Dataset items
■ ■ ■ ■
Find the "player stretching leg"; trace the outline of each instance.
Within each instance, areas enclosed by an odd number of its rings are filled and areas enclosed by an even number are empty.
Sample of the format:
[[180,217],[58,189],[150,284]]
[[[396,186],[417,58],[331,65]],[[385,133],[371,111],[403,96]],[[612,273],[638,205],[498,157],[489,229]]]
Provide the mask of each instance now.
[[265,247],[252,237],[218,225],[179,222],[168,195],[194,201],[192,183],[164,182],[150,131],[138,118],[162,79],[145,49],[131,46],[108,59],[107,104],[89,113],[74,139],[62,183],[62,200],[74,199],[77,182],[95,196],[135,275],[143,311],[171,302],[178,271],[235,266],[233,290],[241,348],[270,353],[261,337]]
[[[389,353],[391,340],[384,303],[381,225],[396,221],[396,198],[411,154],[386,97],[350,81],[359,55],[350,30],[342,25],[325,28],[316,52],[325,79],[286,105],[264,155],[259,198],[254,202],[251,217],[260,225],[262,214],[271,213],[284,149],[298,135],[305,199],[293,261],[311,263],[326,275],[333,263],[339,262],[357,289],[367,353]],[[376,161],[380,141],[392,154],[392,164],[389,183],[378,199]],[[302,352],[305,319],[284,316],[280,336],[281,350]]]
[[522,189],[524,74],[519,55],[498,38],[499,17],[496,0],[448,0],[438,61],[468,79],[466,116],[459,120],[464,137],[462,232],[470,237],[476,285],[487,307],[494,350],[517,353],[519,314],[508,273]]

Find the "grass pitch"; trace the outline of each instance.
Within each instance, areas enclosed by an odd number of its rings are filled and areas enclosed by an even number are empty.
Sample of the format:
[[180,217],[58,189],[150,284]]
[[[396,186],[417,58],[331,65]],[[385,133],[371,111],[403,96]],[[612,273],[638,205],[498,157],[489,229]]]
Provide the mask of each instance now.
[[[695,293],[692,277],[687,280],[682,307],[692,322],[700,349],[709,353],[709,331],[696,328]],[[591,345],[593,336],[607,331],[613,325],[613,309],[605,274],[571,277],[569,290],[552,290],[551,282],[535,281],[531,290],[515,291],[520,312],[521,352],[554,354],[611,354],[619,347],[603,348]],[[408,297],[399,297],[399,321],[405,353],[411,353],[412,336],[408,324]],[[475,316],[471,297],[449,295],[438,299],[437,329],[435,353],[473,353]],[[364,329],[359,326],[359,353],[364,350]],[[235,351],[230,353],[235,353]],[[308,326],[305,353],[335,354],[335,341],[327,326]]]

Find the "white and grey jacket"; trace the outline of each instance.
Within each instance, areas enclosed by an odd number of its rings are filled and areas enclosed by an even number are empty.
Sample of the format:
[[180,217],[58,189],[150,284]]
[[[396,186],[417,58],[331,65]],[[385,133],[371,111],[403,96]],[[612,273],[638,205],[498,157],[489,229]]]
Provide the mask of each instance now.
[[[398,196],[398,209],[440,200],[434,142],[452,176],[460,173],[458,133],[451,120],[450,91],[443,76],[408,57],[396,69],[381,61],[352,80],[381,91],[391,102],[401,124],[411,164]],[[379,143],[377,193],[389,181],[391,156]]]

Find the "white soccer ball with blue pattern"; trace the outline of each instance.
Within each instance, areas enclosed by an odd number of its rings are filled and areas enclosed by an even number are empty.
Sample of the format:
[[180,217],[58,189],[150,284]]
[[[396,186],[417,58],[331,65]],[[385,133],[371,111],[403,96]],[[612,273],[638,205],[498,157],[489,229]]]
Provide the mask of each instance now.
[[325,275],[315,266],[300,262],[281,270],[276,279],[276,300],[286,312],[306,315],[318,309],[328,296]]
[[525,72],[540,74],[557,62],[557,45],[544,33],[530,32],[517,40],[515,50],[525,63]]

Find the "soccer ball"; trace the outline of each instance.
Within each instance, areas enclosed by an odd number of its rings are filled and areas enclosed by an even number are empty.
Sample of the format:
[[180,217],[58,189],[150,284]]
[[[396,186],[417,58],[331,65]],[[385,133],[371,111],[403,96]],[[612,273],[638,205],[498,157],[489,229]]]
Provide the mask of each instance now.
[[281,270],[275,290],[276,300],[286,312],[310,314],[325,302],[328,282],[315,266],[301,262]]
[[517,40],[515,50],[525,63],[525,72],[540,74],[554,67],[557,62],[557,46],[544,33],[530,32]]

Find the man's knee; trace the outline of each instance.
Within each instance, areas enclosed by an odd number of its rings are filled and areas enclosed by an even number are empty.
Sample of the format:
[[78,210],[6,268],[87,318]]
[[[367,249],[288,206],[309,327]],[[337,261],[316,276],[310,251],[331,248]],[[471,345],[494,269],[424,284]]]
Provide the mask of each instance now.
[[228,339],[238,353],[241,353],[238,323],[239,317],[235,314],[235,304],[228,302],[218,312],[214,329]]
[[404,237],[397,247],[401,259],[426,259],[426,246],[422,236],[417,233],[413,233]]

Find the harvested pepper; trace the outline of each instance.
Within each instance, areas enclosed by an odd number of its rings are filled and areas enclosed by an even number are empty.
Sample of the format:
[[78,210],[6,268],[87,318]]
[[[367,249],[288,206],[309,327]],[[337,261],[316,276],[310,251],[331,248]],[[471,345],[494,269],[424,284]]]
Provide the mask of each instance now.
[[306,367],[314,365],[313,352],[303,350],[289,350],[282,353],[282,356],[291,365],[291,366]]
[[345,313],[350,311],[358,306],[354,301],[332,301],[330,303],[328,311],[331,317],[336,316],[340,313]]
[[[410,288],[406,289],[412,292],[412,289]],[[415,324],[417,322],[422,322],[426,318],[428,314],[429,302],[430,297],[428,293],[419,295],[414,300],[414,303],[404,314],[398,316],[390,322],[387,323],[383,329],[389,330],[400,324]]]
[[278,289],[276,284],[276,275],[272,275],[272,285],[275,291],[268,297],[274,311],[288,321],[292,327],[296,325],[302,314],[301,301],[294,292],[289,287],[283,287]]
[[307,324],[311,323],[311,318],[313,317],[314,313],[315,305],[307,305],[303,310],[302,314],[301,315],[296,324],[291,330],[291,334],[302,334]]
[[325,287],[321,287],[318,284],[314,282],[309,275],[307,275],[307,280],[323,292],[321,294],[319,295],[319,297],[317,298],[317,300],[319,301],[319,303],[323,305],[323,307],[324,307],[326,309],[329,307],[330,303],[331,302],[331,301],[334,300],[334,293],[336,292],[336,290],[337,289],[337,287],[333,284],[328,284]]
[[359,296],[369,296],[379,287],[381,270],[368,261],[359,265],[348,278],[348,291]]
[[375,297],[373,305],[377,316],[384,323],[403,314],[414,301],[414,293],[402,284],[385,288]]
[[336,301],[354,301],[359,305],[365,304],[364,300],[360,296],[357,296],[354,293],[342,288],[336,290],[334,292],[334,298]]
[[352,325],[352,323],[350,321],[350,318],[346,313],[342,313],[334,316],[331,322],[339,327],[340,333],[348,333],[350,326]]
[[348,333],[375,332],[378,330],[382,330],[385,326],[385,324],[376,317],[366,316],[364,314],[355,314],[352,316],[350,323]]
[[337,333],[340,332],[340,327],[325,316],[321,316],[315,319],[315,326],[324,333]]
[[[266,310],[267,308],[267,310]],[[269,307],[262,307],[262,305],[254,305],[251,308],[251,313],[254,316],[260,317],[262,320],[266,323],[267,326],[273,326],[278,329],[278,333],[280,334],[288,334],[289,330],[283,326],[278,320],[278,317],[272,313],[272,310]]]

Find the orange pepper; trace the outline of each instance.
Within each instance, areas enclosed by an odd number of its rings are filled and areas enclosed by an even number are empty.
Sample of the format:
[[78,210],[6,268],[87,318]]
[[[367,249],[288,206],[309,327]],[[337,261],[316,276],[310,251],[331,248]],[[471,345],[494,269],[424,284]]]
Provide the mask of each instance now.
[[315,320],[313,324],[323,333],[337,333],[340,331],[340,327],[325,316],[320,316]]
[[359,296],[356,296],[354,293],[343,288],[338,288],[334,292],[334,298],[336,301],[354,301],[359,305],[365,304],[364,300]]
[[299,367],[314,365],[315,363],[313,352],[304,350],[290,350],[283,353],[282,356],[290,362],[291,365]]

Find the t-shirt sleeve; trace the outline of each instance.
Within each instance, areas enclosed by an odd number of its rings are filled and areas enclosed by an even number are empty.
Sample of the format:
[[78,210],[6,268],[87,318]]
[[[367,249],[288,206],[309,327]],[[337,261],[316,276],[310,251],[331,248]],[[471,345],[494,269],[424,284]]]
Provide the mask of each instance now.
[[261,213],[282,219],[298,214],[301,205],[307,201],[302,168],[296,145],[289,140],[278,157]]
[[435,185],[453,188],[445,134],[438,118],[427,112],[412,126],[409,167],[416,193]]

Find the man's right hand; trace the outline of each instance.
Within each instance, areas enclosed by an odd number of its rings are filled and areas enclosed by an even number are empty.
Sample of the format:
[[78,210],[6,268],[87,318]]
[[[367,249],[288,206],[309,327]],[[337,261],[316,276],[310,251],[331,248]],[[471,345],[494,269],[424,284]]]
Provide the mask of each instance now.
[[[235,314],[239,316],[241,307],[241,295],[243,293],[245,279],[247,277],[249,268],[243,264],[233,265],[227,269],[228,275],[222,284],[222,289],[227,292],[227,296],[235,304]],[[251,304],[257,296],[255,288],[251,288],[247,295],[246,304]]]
■ ■ ■ ■
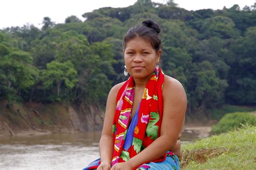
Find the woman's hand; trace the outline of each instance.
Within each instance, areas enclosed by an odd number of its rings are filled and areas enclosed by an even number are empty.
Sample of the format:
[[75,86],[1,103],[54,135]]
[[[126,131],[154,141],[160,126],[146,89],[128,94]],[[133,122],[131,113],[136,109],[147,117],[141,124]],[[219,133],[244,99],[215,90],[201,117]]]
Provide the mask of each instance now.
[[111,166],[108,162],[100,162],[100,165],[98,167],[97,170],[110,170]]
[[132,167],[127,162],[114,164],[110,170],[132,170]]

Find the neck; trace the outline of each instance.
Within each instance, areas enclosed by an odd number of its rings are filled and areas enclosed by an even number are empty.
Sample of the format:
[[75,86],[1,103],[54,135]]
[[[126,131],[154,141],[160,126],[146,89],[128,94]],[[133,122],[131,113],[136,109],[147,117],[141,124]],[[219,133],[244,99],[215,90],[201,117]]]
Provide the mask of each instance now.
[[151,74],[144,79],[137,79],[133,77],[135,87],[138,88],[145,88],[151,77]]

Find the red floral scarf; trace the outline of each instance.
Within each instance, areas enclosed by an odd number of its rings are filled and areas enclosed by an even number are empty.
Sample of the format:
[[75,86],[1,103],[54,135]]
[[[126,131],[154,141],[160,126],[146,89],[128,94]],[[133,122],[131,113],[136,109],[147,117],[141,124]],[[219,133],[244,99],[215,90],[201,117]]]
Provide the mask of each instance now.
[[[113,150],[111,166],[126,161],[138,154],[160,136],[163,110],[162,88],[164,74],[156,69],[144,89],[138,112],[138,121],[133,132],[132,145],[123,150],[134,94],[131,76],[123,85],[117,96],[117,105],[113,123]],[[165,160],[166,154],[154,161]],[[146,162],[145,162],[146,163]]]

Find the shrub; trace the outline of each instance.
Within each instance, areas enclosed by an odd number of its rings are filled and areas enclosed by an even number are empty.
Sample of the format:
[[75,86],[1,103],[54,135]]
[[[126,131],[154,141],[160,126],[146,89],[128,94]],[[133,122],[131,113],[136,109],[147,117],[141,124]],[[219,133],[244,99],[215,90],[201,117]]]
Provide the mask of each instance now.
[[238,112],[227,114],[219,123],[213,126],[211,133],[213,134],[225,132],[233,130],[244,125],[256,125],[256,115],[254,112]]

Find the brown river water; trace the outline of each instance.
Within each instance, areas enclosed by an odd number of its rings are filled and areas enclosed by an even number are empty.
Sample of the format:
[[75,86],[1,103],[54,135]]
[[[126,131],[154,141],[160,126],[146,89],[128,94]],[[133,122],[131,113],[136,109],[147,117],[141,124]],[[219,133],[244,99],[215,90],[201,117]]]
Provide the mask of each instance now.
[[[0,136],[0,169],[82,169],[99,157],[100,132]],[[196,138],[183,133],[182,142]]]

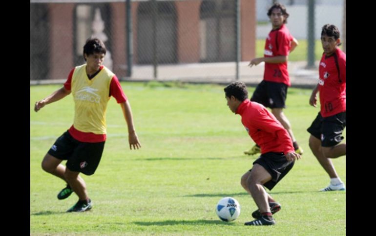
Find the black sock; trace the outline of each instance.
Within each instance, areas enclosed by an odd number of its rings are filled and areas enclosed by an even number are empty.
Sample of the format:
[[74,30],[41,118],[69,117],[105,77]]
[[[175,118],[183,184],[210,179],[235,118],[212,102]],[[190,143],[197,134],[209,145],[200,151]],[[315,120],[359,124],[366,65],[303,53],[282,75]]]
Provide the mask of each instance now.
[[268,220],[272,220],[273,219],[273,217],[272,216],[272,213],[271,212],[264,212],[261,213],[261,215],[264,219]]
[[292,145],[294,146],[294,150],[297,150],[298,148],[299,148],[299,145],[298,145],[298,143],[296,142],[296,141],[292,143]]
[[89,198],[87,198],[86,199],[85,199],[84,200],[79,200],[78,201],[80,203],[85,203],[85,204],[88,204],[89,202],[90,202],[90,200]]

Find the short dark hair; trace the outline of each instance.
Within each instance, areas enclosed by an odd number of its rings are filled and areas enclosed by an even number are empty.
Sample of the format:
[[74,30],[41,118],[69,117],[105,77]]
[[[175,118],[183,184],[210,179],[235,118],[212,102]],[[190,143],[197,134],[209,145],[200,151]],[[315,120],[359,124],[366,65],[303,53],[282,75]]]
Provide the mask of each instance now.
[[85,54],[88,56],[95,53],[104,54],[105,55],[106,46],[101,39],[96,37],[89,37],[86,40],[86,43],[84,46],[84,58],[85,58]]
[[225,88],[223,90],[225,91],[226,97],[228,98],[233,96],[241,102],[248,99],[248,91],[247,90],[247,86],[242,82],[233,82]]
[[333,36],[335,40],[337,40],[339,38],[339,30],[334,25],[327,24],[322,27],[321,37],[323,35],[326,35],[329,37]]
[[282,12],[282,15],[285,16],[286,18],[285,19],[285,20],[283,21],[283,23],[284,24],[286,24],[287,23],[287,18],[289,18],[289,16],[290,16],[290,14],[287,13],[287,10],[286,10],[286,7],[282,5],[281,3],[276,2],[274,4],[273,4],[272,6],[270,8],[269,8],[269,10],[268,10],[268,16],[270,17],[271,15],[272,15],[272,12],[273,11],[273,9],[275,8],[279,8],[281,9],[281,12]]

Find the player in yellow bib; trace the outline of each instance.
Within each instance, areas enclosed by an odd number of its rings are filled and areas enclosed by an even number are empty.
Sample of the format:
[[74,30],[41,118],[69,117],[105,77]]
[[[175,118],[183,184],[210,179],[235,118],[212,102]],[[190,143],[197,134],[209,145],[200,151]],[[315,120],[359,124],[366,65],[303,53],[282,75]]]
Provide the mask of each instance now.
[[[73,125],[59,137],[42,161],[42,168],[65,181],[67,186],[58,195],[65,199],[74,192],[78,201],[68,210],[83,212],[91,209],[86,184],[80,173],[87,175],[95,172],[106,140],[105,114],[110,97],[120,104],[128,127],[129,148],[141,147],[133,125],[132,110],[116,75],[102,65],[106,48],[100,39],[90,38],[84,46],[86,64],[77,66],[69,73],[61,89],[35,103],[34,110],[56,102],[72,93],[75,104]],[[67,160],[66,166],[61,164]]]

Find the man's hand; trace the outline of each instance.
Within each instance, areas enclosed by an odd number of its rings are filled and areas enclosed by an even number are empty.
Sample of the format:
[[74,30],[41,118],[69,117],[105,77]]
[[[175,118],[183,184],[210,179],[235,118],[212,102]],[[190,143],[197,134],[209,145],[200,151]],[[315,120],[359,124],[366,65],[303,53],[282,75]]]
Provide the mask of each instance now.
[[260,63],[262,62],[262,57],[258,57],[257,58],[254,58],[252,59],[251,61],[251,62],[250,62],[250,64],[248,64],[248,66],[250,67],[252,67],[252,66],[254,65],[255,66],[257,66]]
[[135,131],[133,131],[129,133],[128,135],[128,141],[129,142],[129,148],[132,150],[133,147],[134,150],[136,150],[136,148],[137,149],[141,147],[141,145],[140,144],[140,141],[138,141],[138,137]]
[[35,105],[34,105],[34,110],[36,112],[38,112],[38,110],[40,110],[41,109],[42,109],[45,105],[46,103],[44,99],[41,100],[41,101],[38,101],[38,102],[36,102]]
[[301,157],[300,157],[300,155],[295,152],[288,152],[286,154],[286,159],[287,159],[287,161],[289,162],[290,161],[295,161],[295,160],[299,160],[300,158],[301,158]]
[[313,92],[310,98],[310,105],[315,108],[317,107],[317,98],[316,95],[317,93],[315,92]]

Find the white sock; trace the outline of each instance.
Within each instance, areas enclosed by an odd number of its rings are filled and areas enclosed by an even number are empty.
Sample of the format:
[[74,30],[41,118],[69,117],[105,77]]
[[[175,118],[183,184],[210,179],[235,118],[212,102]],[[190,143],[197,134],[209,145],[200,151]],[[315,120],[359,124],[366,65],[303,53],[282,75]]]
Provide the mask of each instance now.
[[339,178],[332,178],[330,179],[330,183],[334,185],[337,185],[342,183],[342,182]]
■ ■ ■ ■
#### [Work to be completed]
List every line of the material above that contains the string "ball", copying each line in full.

#### [Final result]
Find the "white soccer ball with blue pattern"; trace the outline of each instance.
Find the "soccer ball"; trace the outline of each instance.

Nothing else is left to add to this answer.